▶ **Records supplied**

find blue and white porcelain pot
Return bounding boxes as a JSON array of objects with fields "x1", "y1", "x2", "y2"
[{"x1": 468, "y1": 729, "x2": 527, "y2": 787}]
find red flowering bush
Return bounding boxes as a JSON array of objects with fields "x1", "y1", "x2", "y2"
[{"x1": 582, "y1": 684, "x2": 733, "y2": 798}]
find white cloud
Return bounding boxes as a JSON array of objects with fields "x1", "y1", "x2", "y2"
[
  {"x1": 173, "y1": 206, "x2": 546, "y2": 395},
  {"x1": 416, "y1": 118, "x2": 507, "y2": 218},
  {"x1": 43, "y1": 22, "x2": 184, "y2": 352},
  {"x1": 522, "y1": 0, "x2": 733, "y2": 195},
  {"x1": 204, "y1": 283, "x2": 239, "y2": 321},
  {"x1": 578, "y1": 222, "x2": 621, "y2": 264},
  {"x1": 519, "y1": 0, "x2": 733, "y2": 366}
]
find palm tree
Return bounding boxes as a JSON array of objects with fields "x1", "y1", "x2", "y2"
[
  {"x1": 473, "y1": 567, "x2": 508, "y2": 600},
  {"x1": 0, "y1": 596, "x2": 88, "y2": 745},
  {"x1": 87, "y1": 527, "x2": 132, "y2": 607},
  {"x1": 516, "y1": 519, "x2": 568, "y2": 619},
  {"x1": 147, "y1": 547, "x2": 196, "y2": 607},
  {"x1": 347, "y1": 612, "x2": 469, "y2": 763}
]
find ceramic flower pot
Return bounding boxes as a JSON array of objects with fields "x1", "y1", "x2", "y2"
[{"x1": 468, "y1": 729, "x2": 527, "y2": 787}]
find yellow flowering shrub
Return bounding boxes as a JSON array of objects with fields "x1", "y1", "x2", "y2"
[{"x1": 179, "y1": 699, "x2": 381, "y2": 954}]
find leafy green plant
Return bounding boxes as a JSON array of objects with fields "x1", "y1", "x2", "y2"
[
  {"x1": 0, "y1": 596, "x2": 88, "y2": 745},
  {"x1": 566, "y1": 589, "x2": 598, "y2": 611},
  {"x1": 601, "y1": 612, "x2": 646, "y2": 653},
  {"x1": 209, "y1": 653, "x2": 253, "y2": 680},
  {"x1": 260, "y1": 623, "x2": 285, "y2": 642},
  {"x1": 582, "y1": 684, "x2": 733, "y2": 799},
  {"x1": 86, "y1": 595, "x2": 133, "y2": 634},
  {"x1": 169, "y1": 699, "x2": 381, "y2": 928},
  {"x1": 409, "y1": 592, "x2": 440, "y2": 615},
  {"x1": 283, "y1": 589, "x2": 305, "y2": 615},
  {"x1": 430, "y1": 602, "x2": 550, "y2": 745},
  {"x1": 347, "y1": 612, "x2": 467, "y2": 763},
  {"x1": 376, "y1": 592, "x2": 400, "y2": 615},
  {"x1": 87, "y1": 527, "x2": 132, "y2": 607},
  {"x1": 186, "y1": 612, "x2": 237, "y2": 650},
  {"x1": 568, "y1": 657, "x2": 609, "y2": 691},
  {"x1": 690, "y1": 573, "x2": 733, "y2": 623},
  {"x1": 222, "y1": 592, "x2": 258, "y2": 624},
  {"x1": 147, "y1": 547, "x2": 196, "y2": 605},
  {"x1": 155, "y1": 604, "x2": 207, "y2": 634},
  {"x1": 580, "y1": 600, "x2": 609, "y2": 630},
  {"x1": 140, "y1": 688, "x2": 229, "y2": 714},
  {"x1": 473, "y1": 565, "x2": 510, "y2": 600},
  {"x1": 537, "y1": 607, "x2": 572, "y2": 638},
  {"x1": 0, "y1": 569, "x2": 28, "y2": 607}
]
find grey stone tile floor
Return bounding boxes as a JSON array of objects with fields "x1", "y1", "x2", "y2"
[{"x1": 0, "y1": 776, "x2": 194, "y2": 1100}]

▶ **Exercise description**
Arrange the data from the line with "find grey stone tile floor" through the end as a two-column CSV with the headers input and output, one row for each text and its answer. Put each field in double quotes and turn any line breaks into spaces.

▶ **Complete answer**
input,output
"find grey stone tile floor Return bounding boxes as a JSON array of objects with fields ""x1"", ""y1"", ""x2"", ""y2""","[{""x1"": 0, ""y1"": 776, ""x2"": 194, ""y2"": 1100}]"